Outline annotation records

○ ○ ○ ○

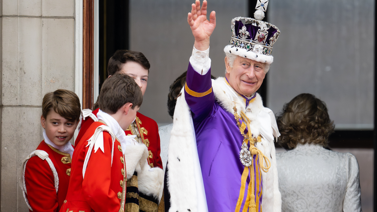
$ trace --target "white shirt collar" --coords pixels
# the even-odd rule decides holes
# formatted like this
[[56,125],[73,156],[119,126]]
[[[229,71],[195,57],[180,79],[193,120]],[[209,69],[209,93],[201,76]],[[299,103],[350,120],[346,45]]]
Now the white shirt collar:
[[72,158],[72,156],[73,155],[74,149],[73,147],[72,146],[72,144],[71,144],[70,142],[69,141],[67,142],[66,144],[63,146],[58,146],[52,143],[52,141],[50,140],[48,137],[47,137],[47,135],[46,134],[46,130],[43,130],[43,139],[44,140],[44,143],[46,143],[58,149],[60,152],[69,154],[70,155],[71,158]]
[[136,137],[136,135],[126,135],[124,131],[120,127],[118,121],[111,115],[100,109],[97,114],[97,117],[98,120],[102,120],[106,123],[113,130],[115,137],[119,140],[123,154],[126,151],[126,145],[129,145],[130,143],[136,142],[133,138]]

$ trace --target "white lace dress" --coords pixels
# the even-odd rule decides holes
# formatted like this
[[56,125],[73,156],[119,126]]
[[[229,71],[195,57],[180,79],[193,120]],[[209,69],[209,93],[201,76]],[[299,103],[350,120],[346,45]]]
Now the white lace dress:
[[276,154],[282,211],[360,212],[355,156],[315,144]]

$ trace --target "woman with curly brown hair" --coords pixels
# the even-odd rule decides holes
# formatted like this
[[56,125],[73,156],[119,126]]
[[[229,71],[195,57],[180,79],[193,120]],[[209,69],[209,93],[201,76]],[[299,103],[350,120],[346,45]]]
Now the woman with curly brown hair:
[[349,153],[325,149],[335,126],[325,103],[301,94],[277,117],[282,211],[361,211],[359,166]]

○ ○ ○ ○

## [Goal]
Rewrite these lines with "even-odd rule" changed to "nonzero winding rule" everywhere it occurs, keeping all other text the same. Omit the pictures from your answer.

## [Written solution]
$ trace --target "white shirt collar" --coords pixels
# the nonzero winding rule decides holes
# formatted like this
[[56,125],[73,156],[119,126]]
[[[229,71],[195,57],[180,79],[193,120]],[[209,69],[209,93],[201,76]],[[299,103],[350,120],[346,45]]]
Now the white shirt collar:
[[72,158],[72,156],[73,155],[74,149],[73,147],[72,146],[72,144],[71,144],[70,142],[69,141],[67,142],[66,144],[63,146],[58,146],[52,143],[52,141],[50,140],[48,137],[47,137],[47,135],[46,134],[46,130],[43,130],[43,139],[44,140],[44,143],[46,143],[58,149],[60,152],[69,154],[70,155],[71,158]]
[[136,137],[136,135],[126,135],[124,131],[120,127],[118,121],[111,115],[100,109],[97,114],[97,117],[98,120],[102,120],[106,123],[113,130],[115,137],[119,140],[123,154],[126,151],[126,145],[129,145],[130,143],[136,142],[133,138]]

$ trace --target "white lace dress" --coords pixels
# the nonzero winding rule decides holes
# formatted like this
[[56,125],[73,156],[119,126]]
[[[229,71],[195,57],[180,79],[193,120]],[[209,69],[209,93],[201,76]],[[299,103],[350,120],[346,45]]]
Now the white lace dress:
[[276,154],[282,211],[360,212],[355,156],[315,144]]

$ trace --target "woman with curly brown hair" --coords pixels
# the nonzero winding rule decides holes
# formatted like this
[[56,125],[73,156],[119,126]]
[[[229,71],[195,57],[180,79],[193,120]],[[209,69],[209,93],[201,76]],[[299,103],[350,120],[346,45]]]
Now the woman with curly brown hair:
[[349,153],[325,149],[335,126],[325,103],[301,94],[277,117],[282,211],[361,211],[359,166]]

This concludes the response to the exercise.